* Start ENTRIES SHOWN *

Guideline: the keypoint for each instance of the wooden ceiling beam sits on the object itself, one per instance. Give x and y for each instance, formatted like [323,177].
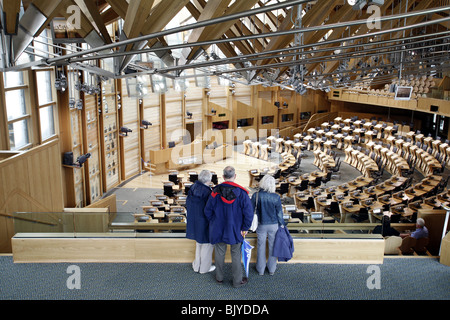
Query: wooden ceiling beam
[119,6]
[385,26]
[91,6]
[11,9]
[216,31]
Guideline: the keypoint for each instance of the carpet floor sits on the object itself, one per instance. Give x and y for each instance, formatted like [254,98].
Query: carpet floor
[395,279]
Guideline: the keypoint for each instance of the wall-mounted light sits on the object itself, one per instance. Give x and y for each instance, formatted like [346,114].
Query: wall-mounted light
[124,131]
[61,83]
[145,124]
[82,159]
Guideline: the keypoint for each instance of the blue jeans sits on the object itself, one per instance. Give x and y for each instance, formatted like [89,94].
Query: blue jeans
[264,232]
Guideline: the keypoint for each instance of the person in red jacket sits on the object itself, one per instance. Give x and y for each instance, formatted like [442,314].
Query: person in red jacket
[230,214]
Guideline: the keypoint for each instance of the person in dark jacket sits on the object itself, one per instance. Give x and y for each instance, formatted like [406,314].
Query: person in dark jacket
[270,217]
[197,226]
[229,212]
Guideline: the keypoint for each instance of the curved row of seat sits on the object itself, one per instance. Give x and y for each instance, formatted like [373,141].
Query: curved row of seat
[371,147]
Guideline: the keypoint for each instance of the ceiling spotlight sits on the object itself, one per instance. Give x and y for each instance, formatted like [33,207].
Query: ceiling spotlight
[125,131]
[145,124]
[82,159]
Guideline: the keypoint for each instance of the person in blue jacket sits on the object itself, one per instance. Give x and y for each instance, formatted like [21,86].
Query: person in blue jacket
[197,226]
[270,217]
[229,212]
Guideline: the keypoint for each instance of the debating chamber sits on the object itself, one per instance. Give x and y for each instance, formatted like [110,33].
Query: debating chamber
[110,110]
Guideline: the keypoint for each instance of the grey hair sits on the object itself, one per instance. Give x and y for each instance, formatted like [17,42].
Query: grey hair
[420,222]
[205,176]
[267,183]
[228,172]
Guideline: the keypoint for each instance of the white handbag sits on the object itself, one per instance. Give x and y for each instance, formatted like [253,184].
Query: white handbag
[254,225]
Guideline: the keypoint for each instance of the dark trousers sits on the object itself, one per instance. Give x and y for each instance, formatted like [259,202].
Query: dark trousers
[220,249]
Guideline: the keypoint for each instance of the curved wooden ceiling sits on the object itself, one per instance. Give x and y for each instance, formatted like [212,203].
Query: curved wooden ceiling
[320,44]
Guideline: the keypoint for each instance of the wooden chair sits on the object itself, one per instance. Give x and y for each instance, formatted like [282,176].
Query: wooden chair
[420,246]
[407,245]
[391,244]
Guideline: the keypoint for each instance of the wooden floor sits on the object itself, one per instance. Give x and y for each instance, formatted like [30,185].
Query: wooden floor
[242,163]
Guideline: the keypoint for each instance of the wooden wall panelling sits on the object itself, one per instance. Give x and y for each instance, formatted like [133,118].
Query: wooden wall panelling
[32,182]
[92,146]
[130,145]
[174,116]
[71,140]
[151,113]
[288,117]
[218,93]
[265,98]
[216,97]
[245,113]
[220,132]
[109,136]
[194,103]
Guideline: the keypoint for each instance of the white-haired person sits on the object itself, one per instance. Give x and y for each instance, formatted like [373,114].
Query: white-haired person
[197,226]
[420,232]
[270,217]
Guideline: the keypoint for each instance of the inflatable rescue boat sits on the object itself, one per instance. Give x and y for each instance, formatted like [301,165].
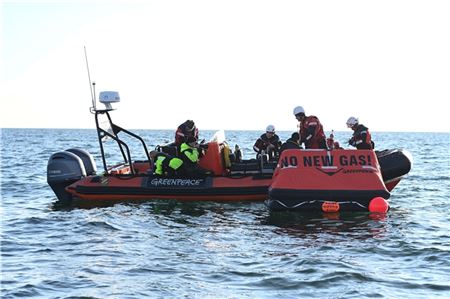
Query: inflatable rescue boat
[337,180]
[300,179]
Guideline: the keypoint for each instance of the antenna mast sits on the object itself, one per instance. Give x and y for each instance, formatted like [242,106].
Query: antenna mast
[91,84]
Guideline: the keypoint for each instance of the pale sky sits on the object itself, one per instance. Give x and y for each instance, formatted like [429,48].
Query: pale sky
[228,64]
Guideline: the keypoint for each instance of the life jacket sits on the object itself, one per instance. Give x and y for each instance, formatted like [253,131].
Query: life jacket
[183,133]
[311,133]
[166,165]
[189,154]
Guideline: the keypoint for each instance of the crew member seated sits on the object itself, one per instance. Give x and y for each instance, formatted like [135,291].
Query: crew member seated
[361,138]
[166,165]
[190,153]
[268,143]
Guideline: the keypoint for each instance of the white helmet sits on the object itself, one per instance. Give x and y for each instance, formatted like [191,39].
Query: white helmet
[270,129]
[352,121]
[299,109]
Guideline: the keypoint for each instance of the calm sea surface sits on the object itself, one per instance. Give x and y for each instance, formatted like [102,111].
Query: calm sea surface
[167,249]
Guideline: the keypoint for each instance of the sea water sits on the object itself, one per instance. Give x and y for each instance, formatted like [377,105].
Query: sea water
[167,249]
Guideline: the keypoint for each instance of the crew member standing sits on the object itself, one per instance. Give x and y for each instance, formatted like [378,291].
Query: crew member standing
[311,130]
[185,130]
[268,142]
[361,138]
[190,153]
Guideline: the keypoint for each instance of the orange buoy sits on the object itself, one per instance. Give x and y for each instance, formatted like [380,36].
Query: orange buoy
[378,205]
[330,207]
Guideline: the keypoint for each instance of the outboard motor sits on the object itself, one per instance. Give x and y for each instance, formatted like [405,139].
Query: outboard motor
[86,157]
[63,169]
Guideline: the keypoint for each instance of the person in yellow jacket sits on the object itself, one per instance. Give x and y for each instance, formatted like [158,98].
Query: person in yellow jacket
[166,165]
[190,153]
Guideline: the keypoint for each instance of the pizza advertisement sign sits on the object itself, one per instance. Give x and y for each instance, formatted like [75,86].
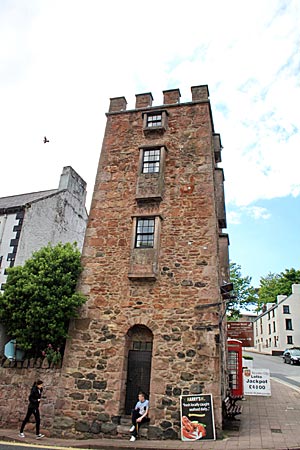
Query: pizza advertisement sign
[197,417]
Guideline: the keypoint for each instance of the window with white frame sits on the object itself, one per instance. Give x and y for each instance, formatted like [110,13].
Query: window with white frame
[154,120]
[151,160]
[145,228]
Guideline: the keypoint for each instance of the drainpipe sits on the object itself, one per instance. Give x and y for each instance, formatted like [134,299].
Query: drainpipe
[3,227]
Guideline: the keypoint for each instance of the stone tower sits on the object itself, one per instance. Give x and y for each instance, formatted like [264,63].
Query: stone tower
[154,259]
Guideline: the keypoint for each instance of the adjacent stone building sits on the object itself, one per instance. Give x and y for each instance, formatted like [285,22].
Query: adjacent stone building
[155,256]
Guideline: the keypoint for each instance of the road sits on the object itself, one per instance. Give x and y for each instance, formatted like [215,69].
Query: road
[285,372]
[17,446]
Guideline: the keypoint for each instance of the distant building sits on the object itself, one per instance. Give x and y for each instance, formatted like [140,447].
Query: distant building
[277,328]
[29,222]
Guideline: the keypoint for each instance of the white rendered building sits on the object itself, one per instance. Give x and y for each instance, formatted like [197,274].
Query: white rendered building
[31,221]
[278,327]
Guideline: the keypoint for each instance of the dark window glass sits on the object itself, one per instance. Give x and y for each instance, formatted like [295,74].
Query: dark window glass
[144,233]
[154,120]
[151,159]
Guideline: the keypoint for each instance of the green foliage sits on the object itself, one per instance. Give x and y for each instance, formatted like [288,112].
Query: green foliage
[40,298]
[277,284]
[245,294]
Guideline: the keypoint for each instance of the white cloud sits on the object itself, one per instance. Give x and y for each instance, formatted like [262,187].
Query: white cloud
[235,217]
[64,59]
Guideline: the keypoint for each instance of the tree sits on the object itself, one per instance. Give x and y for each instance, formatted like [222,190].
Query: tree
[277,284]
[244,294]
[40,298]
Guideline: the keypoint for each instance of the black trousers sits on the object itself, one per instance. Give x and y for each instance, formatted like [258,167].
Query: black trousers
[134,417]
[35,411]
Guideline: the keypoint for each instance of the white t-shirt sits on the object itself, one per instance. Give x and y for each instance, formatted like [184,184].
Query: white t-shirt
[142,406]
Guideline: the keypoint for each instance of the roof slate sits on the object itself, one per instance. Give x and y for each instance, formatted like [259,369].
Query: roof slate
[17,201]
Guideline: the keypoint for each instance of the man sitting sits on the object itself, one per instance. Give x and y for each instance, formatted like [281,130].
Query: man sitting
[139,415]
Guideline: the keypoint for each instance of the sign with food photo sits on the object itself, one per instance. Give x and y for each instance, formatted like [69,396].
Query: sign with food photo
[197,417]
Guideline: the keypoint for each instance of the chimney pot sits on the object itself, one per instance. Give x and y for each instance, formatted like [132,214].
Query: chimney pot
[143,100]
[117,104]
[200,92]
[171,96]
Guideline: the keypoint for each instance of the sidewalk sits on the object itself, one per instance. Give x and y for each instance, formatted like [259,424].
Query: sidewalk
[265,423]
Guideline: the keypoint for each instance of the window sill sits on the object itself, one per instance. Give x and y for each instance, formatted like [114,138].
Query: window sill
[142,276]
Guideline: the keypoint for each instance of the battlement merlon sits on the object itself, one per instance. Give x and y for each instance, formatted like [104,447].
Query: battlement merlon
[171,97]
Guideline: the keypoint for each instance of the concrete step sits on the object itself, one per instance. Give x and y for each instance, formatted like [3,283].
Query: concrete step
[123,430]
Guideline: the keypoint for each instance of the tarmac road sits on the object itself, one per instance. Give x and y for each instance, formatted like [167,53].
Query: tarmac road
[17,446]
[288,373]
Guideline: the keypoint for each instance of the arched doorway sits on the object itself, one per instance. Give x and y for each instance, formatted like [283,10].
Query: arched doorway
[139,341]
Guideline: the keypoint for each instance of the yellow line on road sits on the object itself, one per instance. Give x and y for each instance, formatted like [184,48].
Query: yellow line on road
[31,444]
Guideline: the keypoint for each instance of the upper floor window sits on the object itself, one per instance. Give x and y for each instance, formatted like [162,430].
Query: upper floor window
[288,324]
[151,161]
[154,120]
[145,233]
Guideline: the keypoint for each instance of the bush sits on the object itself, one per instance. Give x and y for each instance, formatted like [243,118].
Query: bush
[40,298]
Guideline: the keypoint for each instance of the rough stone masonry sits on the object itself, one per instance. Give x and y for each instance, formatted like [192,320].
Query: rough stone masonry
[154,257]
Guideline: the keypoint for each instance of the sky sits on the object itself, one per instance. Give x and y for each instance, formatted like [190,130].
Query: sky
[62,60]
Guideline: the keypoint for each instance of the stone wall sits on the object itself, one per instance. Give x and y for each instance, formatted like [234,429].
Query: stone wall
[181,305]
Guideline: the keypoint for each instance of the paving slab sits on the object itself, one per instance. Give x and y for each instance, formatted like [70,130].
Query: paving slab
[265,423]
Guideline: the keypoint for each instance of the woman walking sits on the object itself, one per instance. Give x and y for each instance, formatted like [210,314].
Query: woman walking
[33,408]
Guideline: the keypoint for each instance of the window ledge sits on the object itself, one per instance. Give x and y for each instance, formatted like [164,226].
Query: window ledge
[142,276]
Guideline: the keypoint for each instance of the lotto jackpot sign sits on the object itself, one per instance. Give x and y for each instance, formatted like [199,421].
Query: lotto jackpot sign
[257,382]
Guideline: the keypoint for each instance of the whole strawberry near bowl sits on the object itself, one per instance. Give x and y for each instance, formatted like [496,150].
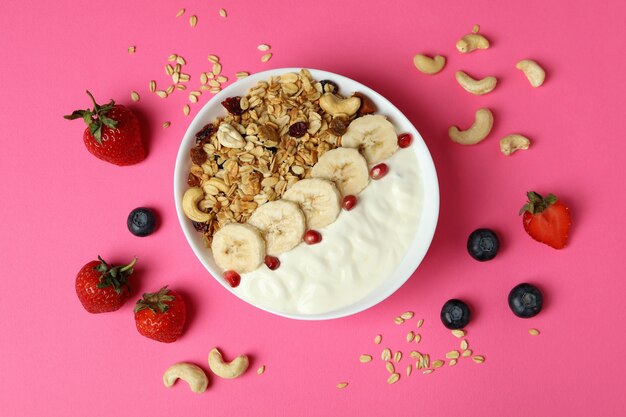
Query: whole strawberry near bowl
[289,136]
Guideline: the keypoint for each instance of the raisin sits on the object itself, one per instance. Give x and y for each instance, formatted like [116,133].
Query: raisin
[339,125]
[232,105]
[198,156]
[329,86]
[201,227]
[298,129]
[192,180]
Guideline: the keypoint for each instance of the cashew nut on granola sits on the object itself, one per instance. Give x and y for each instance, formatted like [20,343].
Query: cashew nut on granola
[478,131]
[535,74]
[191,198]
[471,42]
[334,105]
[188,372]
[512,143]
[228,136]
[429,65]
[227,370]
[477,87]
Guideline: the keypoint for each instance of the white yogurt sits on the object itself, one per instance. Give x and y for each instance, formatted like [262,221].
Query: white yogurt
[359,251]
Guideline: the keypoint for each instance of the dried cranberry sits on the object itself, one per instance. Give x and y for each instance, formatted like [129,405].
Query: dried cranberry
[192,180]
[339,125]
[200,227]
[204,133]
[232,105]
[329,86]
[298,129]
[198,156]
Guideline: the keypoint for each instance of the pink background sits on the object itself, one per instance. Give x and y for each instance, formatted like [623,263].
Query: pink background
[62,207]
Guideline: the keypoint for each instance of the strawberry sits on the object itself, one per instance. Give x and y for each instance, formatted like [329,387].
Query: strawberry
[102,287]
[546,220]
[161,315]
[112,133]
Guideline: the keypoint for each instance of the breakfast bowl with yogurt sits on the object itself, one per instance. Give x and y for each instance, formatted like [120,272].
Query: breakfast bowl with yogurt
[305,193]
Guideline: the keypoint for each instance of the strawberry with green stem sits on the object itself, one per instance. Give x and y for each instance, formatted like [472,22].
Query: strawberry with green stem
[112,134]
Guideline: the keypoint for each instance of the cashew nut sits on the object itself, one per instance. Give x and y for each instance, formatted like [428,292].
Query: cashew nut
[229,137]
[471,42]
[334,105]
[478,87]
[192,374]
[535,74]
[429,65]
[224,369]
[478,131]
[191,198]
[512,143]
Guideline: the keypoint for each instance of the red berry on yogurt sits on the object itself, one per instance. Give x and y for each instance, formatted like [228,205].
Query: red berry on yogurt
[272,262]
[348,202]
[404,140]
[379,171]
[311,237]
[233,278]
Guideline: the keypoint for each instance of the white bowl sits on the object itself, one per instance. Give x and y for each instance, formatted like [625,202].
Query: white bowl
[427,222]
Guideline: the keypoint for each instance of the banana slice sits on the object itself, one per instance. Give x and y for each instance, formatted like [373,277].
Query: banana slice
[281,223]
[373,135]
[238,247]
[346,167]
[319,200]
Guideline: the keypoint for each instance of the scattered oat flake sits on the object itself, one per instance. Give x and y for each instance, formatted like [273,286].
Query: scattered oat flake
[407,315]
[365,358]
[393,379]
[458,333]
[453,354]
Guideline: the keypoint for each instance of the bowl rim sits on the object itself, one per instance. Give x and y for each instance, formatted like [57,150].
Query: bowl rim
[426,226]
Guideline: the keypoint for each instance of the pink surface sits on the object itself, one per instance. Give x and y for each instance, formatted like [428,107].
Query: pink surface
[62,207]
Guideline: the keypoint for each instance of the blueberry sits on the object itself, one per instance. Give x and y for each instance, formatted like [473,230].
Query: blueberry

* End ENTRIES SHOWN *

Using the material above, reproduce exactly the line that contains "Guideline: the keypoint for each instance of the red" and all lines after it through the last one, and only those.

Guideline: the keypoint for each instance of the red berry on yogurt sits on the object itself, one per instance. Give x and y for each instance, formatted like [228,205].
Query: red berry on yogurt
[272,262]
[348,202]
[404,140]
[379,171]
[311,237]
[233,278]
Guideline: the keypoint for each instance of the white bowl sits on the object itself, one per instance. Give x and y for each instance, formatted like [625,202].
Query: white bowl
[427,222]
Guideline: the keypoint for each instance of the banana slice sits on the object itself, one per instance. Give x and y for each instance, formatted like [373,277].
Query: banana slice
[281,223]
[373,135]
[238,247]
[346,167]
[319,200]
Guideline: the keypoint for each instance of the scattered oat flake sits on the object itself, one per instance. Give x and y for each instance, formatted like [273,286].
Query: scattered oat flake
[407,315]
[365,358]
[393,379]
[458,333]
[453,354]
Guideline: the keypoint for each instance of the bowl rim sits on the object itself, one per instance. Give x and y for each instance, formatted like [57,150].
Query: bowl rim
[426,226]
Guideline: the keypoint for each instance of the pink surface sits on the object itself, one per instance. Give x and y for each instance, formatted like [428,107].
Query: pink surface
[62,207]
Guideline: the keypoint for each instance of the blueberry sits on the object itself, one per instance. Give x and y for each instance, formatted like [473,230].
Query: blueberry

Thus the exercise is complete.